Exercise data

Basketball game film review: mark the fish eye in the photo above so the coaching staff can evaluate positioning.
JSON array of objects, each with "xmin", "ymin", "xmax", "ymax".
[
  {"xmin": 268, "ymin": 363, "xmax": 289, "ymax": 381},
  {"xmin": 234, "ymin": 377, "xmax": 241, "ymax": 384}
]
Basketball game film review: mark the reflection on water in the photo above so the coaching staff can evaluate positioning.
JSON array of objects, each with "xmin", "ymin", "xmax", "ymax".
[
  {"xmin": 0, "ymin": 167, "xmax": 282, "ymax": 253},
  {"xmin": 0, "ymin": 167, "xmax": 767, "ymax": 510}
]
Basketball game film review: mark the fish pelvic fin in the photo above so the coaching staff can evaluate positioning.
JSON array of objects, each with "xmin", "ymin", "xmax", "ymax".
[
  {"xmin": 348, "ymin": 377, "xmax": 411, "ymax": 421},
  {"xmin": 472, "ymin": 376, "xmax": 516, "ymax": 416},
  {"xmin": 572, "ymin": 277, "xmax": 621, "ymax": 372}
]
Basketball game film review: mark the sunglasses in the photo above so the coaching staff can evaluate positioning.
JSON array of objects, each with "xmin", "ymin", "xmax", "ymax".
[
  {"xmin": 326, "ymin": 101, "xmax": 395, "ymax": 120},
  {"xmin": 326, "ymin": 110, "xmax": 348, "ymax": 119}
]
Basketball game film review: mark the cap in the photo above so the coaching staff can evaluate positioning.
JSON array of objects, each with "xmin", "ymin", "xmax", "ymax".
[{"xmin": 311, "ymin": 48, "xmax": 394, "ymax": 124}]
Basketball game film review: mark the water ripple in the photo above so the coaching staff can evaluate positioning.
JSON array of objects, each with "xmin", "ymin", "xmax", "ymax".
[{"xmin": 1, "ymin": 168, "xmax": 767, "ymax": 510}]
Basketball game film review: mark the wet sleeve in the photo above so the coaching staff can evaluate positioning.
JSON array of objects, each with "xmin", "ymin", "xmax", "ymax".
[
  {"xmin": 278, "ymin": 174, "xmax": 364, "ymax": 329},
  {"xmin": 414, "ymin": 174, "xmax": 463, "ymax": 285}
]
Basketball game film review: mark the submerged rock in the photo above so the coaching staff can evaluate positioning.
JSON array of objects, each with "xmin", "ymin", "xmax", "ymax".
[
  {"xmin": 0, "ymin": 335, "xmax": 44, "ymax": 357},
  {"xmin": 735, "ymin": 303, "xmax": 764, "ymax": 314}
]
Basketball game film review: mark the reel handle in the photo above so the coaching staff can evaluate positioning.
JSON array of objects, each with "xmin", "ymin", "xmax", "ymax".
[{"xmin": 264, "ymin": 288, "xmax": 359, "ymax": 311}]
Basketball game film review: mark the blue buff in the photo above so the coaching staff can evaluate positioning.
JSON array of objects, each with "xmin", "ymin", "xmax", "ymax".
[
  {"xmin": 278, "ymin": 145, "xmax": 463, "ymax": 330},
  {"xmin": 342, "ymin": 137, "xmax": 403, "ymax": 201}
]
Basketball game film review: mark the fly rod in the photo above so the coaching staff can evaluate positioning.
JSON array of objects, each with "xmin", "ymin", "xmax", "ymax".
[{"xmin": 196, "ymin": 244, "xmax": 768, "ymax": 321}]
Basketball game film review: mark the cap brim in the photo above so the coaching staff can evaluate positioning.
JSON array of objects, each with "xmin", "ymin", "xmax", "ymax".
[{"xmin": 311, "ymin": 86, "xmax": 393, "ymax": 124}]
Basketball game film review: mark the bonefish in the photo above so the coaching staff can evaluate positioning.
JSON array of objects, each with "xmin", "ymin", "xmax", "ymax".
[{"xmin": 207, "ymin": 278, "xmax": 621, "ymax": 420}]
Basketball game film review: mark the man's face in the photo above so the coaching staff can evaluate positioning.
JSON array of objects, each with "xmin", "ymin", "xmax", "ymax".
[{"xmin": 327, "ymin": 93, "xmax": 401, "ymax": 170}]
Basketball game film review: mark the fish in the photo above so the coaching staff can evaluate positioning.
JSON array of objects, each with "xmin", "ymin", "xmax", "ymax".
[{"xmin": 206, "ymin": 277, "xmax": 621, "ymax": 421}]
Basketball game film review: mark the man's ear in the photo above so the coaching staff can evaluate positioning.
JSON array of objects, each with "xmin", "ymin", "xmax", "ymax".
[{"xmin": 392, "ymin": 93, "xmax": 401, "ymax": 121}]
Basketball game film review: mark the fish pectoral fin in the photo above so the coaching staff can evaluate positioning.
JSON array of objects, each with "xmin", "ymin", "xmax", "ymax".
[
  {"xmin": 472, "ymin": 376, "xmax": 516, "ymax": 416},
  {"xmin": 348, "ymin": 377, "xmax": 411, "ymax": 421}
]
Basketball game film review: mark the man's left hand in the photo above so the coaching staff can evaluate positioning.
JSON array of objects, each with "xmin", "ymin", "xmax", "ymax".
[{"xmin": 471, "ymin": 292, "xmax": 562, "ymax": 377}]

Your objective
Give the records again, complete and exact.

Answer space
Basketball game film review: mark the fish eye in the photo above so the coaching staff can evaluate positioning.
JSON array of objects, each with "xmin", "ymin", "xmax", "ymax".
[
  {"xmin": 268, "ymin": 363, "xmax": 289, "ymax": 381},
  {"xmin": 234, "ymin": 377, "xmax": 241, "ymax": 384}
]
Basketball game film review: mark the reflection on water in the photo above so the coaching staff can evaluate positioning.
JSON array of objects, each with "xmin", "ymin", "xmax", "ymax".
[
  {"xmin": 0, "ymin": 167, "xmax": 282, "ymax": 253},
  {"xmin": 0, "ymin": 167, "xmax": 767, "ymax": 510}
]
Basketball game film review: mark the fish pelvic fin in the photo above so the coaching staff can evaluate positioning.
JSON array of objects, each with "xmin", "ymin", "xmax", "ymax".
[
  {"xmin": 348, "ymin": 377, "xmax": 411, "ymax": 421},
  {"xmin": 472, "ymin": 376, "xmax": 516, "ymax": 416},
  {"xmin": 572, "ymin": 277, "xmax": 621, "ymax": 372}
]
Basketball game film review: mark the sunglasses in the photo above so the coaching staff can evaluate positioning.
JSON array of objects, each with "xmin", "ymin", "xmax", "ymax".
[
  {"xmin": 326, "ymin": 101, "xmax": 395, "ymax": 120},
  {"xmin": 326, "ymin": 110, "xmax": 348, "ymax": 119}
]
Basketball game film review: mark the cap in the photo above so the coaching staff can evaluate positioning.
JSON array of objects, each with "xmin", "ymin", "xmax", "ymax".
[{"xmin": 311, "ymin": 48, "xmax": 394, "ymax": 124}]
Basketball game film review: mark the water ripple in the photo above so the coaching staff can evaluate positioning.
JSON array of objects, each with "xmin", "ymin", "xmax", "ymax".
[{"xmin": 1, "ymin": 168, "xmax": 767, "ymax": 510}]
Basketball game film review: mark the wet sleeve in the photo above so the coaching staff can evaluate positioning.
JSON array of objects, each with "xmin", "ymin", "xmax", "ymax".
[
  {"xmin": 278, "ymin": 174, "xmax": 364, "ymax": 329},
  {"xmin": 414, "ymin": 174, "xmax": 463, "ymax": 285}
]
Basketball game film review: mark the submerged rock in the photo above so the coaching staff can evaluate positioning.
JSON array of objects, each with "xmin", "ymin", "xmax", "ymax".
[
  {"xmin": 0, "ymin": 335, "xmax": 44, "ymax": 357},
  {"xmin": 735, "ymin": 303, "xmax": 764, "ymax": 314}
]
Basketball game film review: mark the reel handle in the photo above so the coaching staff can evaluate positioning.
JSON array of objects, each with "xmin", "ymin", "xmax", "ymax".
[{"xmin": 264, "ymin": 288, "xmax": 359, "ymax": 311}]
Basketball game film review: mark the blue buff in the photo above so the coaching staff can evaluate positioning.
JSON array of objects, each with "xmin", "ymin", "xmax", "ymax".
[
  {"xmin": 278, "ymin": 145, "xmax": 463, "ymax": 330},
  {"xmin": 342, "ymin": 137, "xmax": 403, "ymax": 201}
]
Basketball game film review: mark the fly rod in the photo above so the coaching staff can evaluate positioning.
JSON array of objects, each with "xmin", "ymin", "xmax", "ymax".
[{"xmin": 196, "ymin": 244, "xmax": 768, "ymax": 321}]
Basketball game film review: mark the cap brim in the photo above so the coaching staff can evaluate positioning.
JSON array of objects, each with "xmin", "ymin", "xmax", "ymax".
[{"xmin": 311, "ymin": 86, "xmax": 393, "ymax": 124}]
Basketball game film review: mark the bonefish in the photo above so the coaching staff can evaluate positioning.
JSON array of objects, each with "xmin", "ymin", "xmax", "ymax".
[{"xmin": 207, "ymin": 278, "xmax": 621, "ymax": 420}]
Basketball game film review: mark the man's face in the photo above so the coaching staff can evaluate positioning.
JSON array of objects, each with "xmin", "ymin", "xmax", "ymax".
[{"xmin": 327, "ymin": 93, "xmax": 401, "ymax": 170}]
Basketball game film review: mark the fish in the photo above so the coaching staff can evaluate positioning.
JSON array of objects, each with "xmin", "ymin", "xmax", "ymax".
[{"xmin": 206, "ymin": 277, "xmax": 621, "ymax": 421}]
Basketball game film review: mark the man's ear in the photo above so the coaching staff can evaluate positioning.
JSON array of objects, each with "xmin", "ymin", "xmax", "ymax".
[{"xmin": 392, "ymin": 93, "xmax": 401, "ymax": 121}]
Basketball game film review: mark the fish pectoral fin in the photo above so the coaching staff can evaluate positioning.
JSON array of objects, each with "xmin", "ymin", "xmax", "ymax".
[
  {"xmin": 472, "ymin": 376, "xmax": 516, "ymax": 416},
  {"xmin": 348, "ymin": 377, "xmax": 411, "ymax": 421}
]
Basketball game film review: mark the man's left hand in the photo above so the coaching staff can evaluate positioning.
JSON array of objects, each with "xmin", "ymin", "xmax", "ymax".
[{"xmin": 471, "ymin": 292, "xmax": 562, "ymax": 377}]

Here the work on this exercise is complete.